_The task_
Decide whether each of the statements below agrees with the passage about the meal at Yadgar, answering yes or no and quoting the words of the passage that settle it: 1. The group arrived late for the 18.30 meeting. 2. The young waiter brought the poppadoms. 3. The food was ordered at the table.

_Passage provided_

Consecutive Tuesdays, and Hector finds himself on the South-side again around tea time, there is only one thing for it: Yadgar (148  Calder St, Glasgow, G42 7QP).  Jonathan was up for the return, [Stan.TB] in his latest incarnation, wanted to be part of our midweek indulgence.

We arrived punctually for the 18.30 rendezvous, so punctual we were ten minutes early.  The young waiter brought us the Complementary Chunky Onion Chutney, Mango Chutney and Poppadoms.

The feast was underway.  A Salad appeared, [Stan.TB] and Jonathan got stuck in, Hector was more reserved.  We had no idea what was coming next, no order was placed.  I texted Shkoor at lunchtime yesterday asking him to feed three, no other communication was necessary.

[Region annotation entries]

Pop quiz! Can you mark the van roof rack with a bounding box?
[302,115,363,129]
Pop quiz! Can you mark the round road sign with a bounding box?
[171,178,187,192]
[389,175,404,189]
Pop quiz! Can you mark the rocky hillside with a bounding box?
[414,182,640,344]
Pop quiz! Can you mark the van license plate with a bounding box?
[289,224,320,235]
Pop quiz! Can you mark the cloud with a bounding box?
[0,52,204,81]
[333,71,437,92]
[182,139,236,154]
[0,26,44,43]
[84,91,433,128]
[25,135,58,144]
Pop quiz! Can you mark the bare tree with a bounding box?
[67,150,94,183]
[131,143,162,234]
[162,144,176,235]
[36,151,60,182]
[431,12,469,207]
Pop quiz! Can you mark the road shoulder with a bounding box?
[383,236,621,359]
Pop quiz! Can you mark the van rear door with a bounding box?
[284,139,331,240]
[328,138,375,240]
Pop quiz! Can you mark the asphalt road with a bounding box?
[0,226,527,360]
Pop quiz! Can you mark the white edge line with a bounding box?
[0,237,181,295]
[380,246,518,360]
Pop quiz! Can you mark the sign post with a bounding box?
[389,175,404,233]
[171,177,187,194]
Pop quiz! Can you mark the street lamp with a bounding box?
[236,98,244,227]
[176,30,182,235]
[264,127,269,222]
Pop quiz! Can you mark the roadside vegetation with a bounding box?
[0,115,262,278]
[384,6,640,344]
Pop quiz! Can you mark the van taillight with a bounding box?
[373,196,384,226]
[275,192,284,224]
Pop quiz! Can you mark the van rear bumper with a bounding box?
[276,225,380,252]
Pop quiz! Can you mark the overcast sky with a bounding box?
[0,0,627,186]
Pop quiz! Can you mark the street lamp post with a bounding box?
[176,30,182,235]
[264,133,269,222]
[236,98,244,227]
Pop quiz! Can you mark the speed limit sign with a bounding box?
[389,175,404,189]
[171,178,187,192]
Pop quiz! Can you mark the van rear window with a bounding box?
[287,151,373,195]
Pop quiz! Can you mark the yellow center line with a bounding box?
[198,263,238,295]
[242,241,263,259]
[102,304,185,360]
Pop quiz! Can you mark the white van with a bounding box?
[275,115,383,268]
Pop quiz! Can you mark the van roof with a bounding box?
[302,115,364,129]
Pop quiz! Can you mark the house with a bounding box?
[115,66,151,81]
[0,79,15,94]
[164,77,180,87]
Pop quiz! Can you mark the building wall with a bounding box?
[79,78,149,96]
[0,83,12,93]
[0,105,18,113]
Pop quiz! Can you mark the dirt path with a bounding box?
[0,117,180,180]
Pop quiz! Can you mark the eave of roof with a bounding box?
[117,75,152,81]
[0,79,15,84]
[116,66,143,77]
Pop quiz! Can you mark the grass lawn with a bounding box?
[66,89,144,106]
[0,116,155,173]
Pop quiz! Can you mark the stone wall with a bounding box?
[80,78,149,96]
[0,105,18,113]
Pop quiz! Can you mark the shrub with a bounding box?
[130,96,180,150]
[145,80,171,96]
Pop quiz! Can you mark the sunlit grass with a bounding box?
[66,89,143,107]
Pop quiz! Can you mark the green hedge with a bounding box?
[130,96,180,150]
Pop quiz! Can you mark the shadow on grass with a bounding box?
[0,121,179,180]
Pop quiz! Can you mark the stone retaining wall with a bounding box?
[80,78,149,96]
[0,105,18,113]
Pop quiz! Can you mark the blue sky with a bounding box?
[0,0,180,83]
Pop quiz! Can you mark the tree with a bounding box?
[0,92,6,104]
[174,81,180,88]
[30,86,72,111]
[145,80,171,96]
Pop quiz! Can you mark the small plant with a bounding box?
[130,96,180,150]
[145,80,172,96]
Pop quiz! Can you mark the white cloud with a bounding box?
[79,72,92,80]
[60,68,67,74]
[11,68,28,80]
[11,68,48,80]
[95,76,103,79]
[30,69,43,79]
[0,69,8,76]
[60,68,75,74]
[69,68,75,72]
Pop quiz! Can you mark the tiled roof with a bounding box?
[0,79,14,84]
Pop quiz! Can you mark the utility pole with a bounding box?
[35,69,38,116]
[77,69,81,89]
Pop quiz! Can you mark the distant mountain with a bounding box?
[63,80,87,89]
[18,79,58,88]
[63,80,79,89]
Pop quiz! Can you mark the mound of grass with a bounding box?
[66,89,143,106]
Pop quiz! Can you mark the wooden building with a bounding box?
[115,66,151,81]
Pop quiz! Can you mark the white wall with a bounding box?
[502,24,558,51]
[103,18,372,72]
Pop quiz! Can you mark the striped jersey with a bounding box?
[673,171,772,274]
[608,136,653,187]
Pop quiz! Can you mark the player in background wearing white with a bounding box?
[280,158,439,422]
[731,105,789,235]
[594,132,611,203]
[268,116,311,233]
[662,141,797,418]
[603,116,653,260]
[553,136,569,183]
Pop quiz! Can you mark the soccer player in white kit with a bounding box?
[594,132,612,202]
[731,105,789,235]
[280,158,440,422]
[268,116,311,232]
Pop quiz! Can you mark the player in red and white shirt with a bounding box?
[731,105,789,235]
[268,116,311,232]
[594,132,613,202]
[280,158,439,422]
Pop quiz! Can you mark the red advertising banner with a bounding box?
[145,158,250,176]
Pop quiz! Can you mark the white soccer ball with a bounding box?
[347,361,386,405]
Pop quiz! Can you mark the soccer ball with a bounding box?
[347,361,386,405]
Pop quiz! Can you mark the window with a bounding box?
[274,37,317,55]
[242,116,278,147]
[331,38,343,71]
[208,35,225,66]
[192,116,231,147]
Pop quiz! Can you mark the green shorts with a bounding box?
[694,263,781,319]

_Output of the exercise_
1. No: "so punctual we were ten minutes early"
2. Yes: "The young waiter brought us the Complementary Chunky Onion Chutney, Mango Chutney and Poppadoms."
3. No: "no order was placed"